• TUGAS WAJIB A
Hitunglah berapa baris dalam entri yang memuat kata "covered", lalu tuliskan angkanya saja.

Pendidikan menjadi sebuah kebutuhan yang urgen bagi pembangunan suatu bangsa. Tidak ada Negara Maju di dunia ini yang tidak diawali dari pembangunan kualitas Sumber Daya Manusianya (SDM) melalui penyelenggaraan Pendidikan yang berkualitas. Barangkali tidak ada diantara kita yang tidak setuju bahwa pendidikan mempunyai peranan besar dalam pembangunan suatu bangsa. Berdasarkan keyakinan itu kita melaksanakan percepatan dan perluasan pendidikan melalui aneka program pendidikan, dengan negara sebagai penjurunya dan masyarakat berpartisipasi aktif.
Cita-cita
Luhur
Sejak awal bangsa ini berdiri, komitmen terhadap dunia pendidikan telah
begitu besar. Dalam pembukaan UUD ’45 disebutkan bahwa, “… untuk memajukan kesejahteraan
umum, mencerdaskan kehidupan bangsa dan..”, yang
kemudian diperjelas
dalam pasal (1) UU Nomor 20 Tahun 2003 tentang Sistem Pendidikan nasional
menjelaskan bahwa pendidikan adalah usaha sadar dan terencana untuk mewujudkan
belajar dan proses pembelajaran agar peserta didik secara aktif mengembangkan
potensi dirinya untuk memiliki kekuatan spritual keagamaan, pengendalian diri,
kepribadian, kecerdasan, akhlak mulia, serta keterampilan yang diperlukan
dirinya, masyarakat, bangsa dan negara. Berbagai kajian dibanyak negara
membuktikan kuatnya hubungan antara pendidikan yang merupakan sarana
pengembangan sumberdaya manusia dengan tingkat perkembangan suatu bangsa.

• TUGAS WAJIB B
Lanjutkan teks tentang peran pendidikan bagi pembangunan bangsa di atas, mulai setelah kalimat terakhirnya.

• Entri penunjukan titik
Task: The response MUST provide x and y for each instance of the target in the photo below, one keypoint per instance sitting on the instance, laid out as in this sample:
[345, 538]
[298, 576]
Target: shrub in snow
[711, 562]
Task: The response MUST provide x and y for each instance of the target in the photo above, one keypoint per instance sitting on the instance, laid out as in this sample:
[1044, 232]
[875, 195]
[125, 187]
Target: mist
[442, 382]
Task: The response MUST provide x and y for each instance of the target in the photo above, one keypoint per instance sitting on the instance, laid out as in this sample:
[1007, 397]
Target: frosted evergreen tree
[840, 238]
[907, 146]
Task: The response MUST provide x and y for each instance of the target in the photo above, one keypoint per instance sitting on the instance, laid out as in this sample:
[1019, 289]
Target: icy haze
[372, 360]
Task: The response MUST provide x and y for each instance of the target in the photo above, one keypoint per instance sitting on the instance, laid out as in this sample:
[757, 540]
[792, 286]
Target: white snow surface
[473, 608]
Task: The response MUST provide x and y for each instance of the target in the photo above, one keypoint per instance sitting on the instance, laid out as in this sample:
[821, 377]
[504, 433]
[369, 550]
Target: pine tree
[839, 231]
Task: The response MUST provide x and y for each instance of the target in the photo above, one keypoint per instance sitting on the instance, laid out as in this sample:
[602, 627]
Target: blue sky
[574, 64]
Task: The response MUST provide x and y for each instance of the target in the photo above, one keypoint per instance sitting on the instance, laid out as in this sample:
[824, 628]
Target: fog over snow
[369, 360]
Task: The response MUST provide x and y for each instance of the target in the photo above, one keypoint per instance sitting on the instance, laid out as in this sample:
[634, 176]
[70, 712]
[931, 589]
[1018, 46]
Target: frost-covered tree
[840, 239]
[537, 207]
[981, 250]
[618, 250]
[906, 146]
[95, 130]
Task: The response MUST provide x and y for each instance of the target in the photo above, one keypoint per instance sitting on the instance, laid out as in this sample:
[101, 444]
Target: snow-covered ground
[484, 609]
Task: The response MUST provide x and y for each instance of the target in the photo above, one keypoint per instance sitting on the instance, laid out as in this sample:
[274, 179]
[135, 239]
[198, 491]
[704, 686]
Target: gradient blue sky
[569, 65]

• JAWABAN LATIHAN A
2

• JAWABAN LATIHAN B
Realitas Kekinian
Guru merupakan ujung tombak dalam
meningkatkan kualitas pendidikan, dimana guru akan melakukan interaksi langsung
dengan peserta didik dalam pembelajaran di ruang kelas. Melalui proses belajar
dan mengajar inilah berawalnya kualitas pendidikan. Artinya, secara keseluruhan
kualitas pendidikan berawal dari kualitas pembelajaran yang dilaksanakan oleh
guru di ruang kelas. Secara kuantitas, jumlah guru di Indonesia cukup memadai.
Namun secara distribusi dan mutu, pada umumnya masih rendah. Hal ini
dapat dibuktikan dengan masih banyaknya guru yang belum sarjana, namun mengajar
di SMU/SMK, serta banyaknya guru yang mengajar tidak sesuai dengan disiplin
ilmu yang mereka miliki. Keadaan ini cukup memprihatinkan, dengan prosentase
lebih dari 50% di seluruh Indonesia.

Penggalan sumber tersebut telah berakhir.